◆ Vorliegender Text:

━━━━━━━━━━

Die Enquete Kommission des Landtags NRW zu "Wohnungswirtschaftlichem Wandel auf den NRW-Wohnungsmärkten und Finanzinvestoren" biegt jetzt gerade, im November/ Dezember 2012, in die letzte Runde ihrer Beratungen ein. Im April/Mai 2013 soll alles zu Ende sein. Die Erwartungen sind groß. Aber was die Enquetekommission NRW zu den Private Equity-Investoren auf den Wohnungsmärkten angeht, so hatte sie niemals die Chance, auf den Weg zu bringen, was betroffene Mieter und Mieterinnen von ihr erwarteten.

━━━━━━━━━━

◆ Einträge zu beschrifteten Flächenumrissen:
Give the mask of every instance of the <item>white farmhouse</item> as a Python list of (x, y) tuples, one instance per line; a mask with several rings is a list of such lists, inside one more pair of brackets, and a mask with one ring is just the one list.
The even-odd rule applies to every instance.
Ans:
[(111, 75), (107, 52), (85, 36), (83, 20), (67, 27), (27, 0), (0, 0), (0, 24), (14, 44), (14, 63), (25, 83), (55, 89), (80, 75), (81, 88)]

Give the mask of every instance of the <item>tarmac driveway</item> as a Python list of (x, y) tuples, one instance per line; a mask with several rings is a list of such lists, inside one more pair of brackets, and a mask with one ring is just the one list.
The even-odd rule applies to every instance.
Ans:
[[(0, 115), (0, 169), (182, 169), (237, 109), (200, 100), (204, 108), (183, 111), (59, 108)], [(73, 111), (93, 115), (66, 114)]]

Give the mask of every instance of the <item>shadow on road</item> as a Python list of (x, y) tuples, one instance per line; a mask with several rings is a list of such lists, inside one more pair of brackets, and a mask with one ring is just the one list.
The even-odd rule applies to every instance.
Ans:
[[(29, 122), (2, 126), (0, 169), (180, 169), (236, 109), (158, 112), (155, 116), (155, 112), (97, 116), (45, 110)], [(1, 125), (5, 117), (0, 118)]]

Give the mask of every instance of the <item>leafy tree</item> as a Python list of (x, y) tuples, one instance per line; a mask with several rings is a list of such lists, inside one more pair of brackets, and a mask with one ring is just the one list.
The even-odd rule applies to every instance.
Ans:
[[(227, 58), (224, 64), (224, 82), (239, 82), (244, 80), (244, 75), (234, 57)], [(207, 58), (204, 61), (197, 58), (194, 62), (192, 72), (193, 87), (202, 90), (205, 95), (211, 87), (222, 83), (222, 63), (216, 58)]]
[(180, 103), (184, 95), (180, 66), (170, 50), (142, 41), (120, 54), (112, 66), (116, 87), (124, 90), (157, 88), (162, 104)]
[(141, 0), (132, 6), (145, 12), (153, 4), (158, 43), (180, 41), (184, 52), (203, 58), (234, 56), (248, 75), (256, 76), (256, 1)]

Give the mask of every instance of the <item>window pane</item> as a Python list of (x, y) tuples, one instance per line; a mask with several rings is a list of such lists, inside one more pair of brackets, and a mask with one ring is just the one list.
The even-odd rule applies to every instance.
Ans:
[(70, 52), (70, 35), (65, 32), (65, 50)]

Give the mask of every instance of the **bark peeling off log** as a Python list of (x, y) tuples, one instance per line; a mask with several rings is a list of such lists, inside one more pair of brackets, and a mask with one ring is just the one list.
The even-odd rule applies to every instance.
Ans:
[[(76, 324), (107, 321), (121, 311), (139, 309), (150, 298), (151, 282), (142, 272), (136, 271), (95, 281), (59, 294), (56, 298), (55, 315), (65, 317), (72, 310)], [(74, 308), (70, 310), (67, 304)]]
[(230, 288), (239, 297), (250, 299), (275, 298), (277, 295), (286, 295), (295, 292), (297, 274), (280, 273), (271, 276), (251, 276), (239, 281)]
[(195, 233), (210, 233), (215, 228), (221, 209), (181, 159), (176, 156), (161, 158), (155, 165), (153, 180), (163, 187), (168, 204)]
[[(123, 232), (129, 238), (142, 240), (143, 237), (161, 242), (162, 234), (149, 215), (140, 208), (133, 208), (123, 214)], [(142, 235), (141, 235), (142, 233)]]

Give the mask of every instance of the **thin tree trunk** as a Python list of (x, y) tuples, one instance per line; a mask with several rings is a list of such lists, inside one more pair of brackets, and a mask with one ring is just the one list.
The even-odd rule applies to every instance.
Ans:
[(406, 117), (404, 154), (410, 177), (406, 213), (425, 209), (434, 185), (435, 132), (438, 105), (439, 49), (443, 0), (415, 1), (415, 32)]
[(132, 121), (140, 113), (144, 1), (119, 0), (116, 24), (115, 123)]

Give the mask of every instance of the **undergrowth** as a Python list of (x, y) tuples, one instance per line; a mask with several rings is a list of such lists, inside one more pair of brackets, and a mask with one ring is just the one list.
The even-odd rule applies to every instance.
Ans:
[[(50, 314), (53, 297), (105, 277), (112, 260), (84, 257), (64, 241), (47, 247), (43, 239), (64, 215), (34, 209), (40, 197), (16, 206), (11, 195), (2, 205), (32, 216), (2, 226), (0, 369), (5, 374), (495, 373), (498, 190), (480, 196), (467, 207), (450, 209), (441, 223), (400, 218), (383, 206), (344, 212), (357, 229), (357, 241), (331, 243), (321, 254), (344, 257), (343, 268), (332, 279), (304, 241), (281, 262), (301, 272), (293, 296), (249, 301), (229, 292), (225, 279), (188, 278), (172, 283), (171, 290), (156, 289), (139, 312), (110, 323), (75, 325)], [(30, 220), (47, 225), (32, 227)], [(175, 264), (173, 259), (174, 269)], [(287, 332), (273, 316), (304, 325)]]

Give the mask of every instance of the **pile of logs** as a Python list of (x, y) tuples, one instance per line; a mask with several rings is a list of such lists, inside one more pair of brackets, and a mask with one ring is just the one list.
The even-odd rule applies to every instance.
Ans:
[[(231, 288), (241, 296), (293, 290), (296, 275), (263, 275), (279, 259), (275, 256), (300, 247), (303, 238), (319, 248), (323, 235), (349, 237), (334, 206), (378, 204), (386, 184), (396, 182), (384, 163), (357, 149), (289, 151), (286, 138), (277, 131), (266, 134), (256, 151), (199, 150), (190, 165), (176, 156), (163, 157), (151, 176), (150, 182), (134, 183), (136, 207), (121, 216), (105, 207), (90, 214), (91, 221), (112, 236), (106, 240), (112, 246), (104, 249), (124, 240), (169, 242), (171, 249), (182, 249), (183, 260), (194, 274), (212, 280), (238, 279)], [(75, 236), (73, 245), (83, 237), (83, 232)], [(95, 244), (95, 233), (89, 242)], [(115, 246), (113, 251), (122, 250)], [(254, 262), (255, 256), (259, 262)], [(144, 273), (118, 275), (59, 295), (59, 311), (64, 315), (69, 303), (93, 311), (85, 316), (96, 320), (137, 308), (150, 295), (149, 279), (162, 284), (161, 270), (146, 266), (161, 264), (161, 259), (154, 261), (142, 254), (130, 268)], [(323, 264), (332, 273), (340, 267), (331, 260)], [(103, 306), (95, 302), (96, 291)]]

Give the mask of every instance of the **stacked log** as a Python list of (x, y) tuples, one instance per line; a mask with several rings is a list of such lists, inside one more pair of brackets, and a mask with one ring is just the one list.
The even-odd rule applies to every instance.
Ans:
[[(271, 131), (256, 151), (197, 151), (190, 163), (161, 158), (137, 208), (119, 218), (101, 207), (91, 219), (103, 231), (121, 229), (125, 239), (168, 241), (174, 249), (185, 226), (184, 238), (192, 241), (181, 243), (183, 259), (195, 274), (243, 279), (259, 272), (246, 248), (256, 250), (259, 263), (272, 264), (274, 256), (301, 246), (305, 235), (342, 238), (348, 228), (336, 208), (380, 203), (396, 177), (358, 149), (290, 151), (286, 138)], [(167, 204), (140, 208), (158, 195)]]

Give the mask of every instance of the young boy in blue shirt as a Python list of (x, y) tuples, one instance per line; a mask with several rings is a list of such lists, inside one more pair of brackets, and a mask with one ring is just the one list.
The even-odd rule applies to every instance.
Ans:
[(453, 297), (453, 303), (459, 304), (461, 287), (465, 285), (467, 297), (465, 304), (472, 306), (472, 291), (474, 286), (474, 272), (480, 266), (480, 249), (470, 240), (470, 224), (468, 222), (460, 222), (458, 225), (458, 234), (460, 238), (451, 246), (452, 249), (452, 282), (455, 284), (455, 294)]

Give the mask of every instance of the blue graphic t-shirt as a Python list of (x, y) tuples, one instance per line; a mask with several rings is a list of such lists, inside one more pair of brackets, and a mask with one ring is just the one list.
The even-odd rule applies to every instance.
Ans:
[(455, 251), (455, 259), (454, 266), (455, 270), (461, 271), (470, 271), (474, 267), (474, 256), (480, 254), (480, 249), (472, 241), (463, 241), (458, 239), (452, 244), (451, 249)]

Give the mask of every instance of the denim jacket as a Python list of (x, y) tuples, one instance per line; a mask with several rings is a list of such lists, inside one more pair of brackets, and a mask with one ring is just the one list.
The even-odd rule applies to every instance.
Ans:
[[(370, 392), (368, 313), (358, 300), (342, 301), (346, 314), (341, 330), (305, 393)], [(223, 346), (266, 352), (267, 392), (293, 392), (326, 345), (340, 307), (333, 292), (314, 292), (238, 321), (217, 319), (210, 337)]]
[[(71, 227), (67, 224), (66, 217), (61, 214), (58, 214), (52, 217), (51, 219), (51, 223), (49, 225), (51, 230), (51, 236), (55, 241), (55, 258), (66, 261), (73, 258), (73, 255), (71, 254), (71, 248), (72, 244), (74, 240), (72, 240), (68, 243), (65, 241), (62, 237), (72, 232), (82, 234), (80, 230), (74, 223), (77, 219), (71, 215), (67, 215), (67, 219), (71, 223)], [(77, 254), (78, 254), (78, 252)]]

━━━━━━━━━━

◆ Aufgaben im Überblick:
1) Geben Sie aus dem Text über die Enquetekommission den Abschnitt zwischen „Die Enquete Kommission“ und „von ihr erwarteten.“, beide einschließlich, wortgetreu wieder.
2) Prüfen Sie anhand des Textes über die Enquetekommission, ob die folgenden Aussagen zutreffen, und belegen Sie jede Antwort mit einem wörtlichen Zitat: (a) Die Kommission tritt im November/Dezember 2012 in die letzte Runde ihrer Beratungen ein. (b) Die Erwartungen an die Kommission sind gering. (c) Im April/Mai 2013 soll die Arbeit der Kommission abgeschlossen sein.
3) Nennen Sie sämtliche Institutionen und Personengruppen, die der Text über die Enquetekommission erwähnt.
Das Material ist hierfür ohne Bedeutung.

◆ Antworten je Aufgabe:
1)
Die Enquete Kommission des Landtags NRW zu "Wohnungswirtschaftlichem Wandel auf den NRW-Wohnungsmärkten und Finanzinvestoren" biegt jetzt gerade, im November/ Dezember 2012, in die letzte Runde ihrer Beratungen ein. Im April/Mai 2013 soll alles zu Ende sein. Die Erwartungen sind groß. Aber was die Enquetekommission NRW zu den Private Equity-Investoren auf den Wohnungsmärkten angeht, so hatte sie niemals die Chance, auf den Weg zu bringen, was betroffene Mieter und Mieterinnen von ihr erwarteten.

2)
(a) Ja: „biegt jetzt gerade, im November/ Dezember 2012, in die letzte Runde ihrer Beratungen ein“
(b) Nein: „Die Erwartungen sind groß.“
(c) Ja: „Im April/Mai 2013 soll alles zu Ende sein.“

3) Enquete Kommission, Landtag NRW, Finanzinvestoren, Private Equity-Investoren, Mieter und Mieterinnen